◆ **Problem to work on**: Copy all the records word for word, apart from any pictures.

◆ **Source material**:
-- Opening Marker --

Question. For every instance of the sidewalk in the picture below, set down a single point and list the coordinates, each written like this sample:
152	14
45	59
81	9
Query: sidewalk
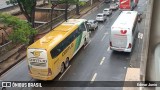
23	55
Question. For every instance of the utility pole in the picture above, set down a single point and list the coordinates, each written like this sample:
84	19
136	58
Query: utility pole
66	9
77	8
54	4
91	2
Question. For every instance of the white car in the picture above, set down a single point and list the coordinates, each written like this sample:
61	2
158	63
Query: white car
101	17
107	11
113	6
93	24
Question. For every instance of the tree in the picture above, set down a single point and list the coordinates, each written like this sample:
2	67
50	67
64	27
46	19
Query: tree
27	7
21	29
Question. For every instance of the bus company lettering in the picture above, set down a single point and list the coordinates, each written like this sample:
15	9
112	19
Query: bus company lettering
38	60
68	48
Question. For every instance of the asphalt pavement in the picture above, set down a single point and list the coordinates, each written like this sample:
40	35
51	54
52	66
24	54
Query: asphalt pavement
94	62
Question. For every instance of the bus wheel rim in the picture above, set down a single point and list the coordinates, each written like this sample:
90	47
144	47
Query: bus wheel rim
62	68
67	63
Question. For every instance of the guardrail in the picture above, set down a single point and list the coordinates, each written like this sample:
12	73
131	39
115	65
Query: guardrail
56	20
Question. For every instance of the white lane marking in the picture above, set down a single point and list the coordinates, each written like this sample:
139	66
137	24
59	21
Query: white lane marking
87	44
94	77
17	65
102	60
103	37
108	48
65	72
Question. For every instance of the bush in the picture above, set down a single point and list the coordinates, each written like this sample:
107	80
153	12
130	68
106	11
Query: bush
21	29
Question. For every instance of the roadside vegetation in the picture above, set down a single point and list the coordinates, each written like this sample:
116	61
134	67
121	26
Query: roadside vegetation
21	30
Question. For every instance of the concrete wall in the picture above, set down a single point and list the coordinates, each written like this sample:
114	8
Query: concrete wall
152	63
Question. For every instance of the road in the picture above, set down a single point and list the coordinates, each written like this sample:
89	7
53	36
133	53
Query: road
3	4
95	62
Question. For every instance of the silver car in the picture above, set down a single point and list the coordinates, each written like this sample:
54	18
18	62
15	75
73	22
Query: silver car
107	11
93	24
101	17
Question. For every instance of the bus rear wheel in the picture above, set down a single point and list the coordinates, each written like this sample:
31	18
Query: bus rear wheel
62	68
67	63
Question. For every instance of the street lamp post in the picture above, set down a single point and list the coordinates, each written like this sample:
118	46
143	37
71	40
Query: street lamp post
54	4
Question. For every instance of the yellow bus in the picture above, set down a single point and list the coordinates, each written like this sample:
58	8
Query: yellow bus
50	55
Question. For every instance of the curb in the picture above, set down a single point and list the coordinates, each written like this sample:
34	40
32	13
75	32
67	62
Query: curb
20	59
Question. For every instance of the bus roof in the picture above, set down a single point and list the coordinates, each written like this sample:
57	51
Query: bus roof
59	33
125	20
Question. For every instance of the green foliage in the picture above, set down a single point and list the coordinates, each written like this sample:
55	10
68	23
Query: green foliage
82	3
13	2
26	3
21	29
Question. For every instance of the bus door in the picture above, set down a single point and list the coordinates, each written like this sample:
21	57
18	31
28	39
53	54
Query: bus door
124	4
119	38
37	62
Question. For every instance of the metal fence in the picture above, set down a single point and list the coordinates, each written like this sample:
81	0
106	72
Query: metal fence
56	20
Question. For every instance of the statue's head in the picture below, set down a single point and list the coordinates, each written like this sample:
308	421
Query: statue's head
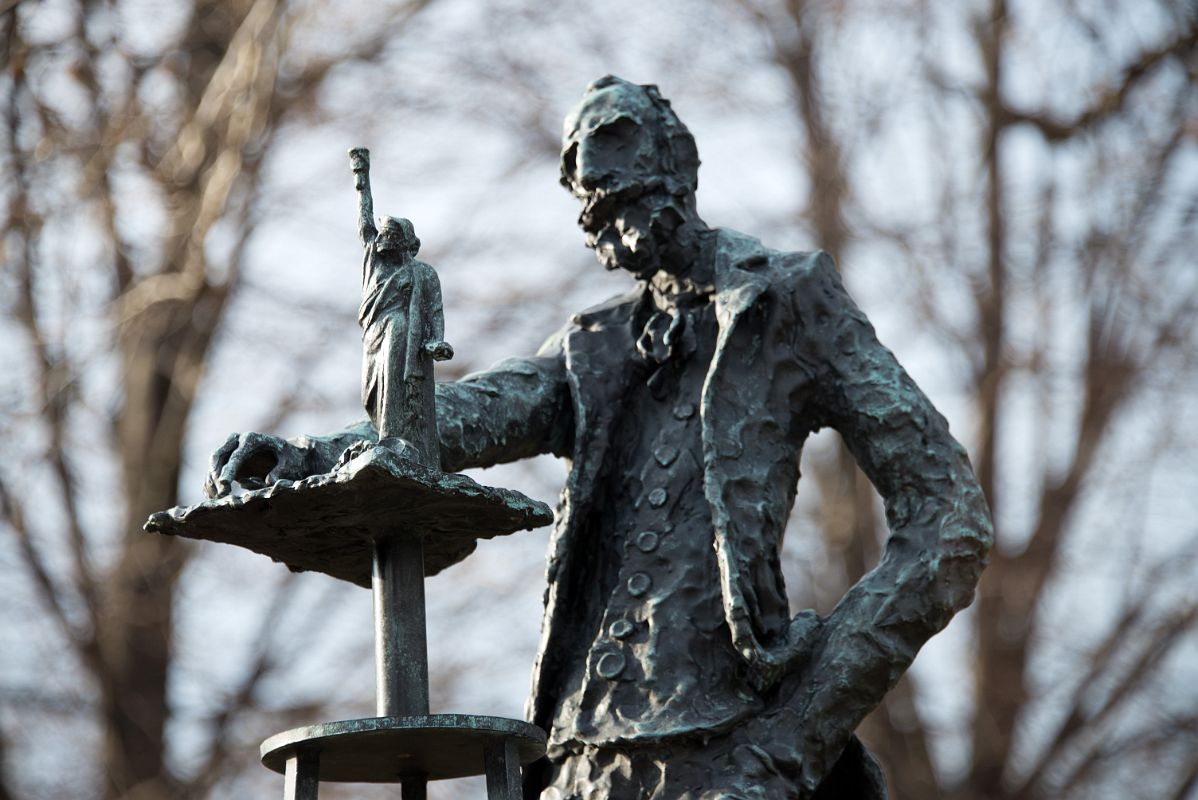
623	138
634	165
397	235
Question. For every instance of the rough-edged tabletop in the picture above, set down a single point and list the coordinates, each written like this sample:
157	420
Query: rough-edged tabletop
327	523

-- Closing Marker --

◆ **Solution to this exercise**:
Question. For every instance of the sidewalk in the picture below, set down a single point and list the coordinates, each written like this sample:
152	14
45	59
81	9
Query: sidewalk
23	55
Question. For every instance of the utility pole in the picture above, set down a single point and list the coordinates, each written like this sample:
84	19
136	58
Query: utility pole
66	9
77	8
54	4
91	2
Question. For every instance of the white car in the picture above, set down a single point and list the coordinates, each written like this sample:
61	2
158	63
Query: white car
101	17
107	11
113	6
93	24
Question. For every instance of the tree in the picture above, set down a single point and list the coordinates, each written like this sample:
2	67
50	67
64	27
46	19
Query: tree
27	7
21	29
Question. For every instance of the bus company lettering in the picture above, set down a single point and list the coordinates, each written like this sample:
15	9
112	19
Query: bus company lettering
38	60
68	48
Question. For every instance of the asphalt pavement in the picture above, set down a single point and list the coordinates, each written like this sample:
40	35
51	54
52	66
24	54
Query: asphalt pavement
94	62
Question. For every instance of the bus wheel rim in the picture above, set down a single point and list the coordinates, each written like this sample:
90	47
144	47
Query: bus wheel rim
62	68
67	63
Question. For every instance of the guardrail in the picture above, set down a single point and list the coordinates, each written like this sample:
12	73
131	39
115	65
Query: guardrail
56	20
Question. For every instance of the white lane marking in the picture above, set down a single point and list the coordinates, each written like this sample:
139	66
137	24
59	21
Query: white lane marking
87	44
94	77
17	65
102	60
103	37
108	48
65	72
Question. For every instance of the bush in the picture above, set down a single point and list the coordinates, each written like this sample:
107	80
153	12
130	68
106	11
Query: bush
21	29
Question. For every instance of the roadside vegetation in the picture above, set down a single point and list the coordinates, each written like this sample:
116	61
134	67
121	26
Query: roadside vegetation
21	30
Question. For every instance of the concrete wall in the picture above, set down a single point and list the coordinates, each written like this sample:
114	8
Query: concrete wall
152	63
Question. For every instance of the road in the picture above, set down a single point and list the coordinates, each written like this sample:
89	7
53	36
133	53
Query: road
3	4
95	62
Question. For every instance of the silver car in the picture above, set down a single point and list the coordinates, each written like this sample:
54	18
18	62
15	75
73	22
Query: silver car
107	11
93	24
101	17
Question. For every instance of the bus rear wheel in the picture above, set down a single point and list the coordinates, each written like this sample:
31	18
Query: bus rear wheel
62	68
67	63
Question. For every instance of the street lamp post in the picture above, set down a single point and list the coordinates, each written like this sample:
118	46
143	37
71	40
Query: street lamp post
54	4
Question. For every instance of the yellow bus in the picture above, set down a single point and list the coordinates, each written like this sample:
58	8
Query: yellow bus
50	55
Question. For every instance of the curb in the picture above, set down a single point and list the coordinates, each written like this sample:
34	40
32	13
75	32
67	62
Query: curb
20	59
Question. For every instance of the bus roof in the picture above, set down a single point and list the coordinates, each written like this sample:
57	51
Query: bus roof
59	33
125	20
Question. For every instance of the green foliage in the picture above, set down a single point and list the coordinates, each written like this sample:
55	10
68	23
Query: green foliage
82	3
13	2
26	3
21	29
Question. For every instance of the bus door in the picture above, set down a single point and list the coordinates, each written like this sample:
21	57
18	31
28	39
53	54
Query: bus door
124	4
119	38
37	62
Question. For every instance of the metal fence in the picture above, set down a single point and list the coordinates, each written like this sample:
81	0
106	72
Query: metal fence
56	20
Question. For every instance of the statue's head in the picture below, set down a single point and list the coordinates, each written like this sample:
308	421
Query: statue's head
623	138
634	165
397	235
Question. For every instance of the rough-edged tabletop in the picture above, set down a single point and list the coordinates, each written like this sample:
157	420
Query: rough-edged tabletop
327	523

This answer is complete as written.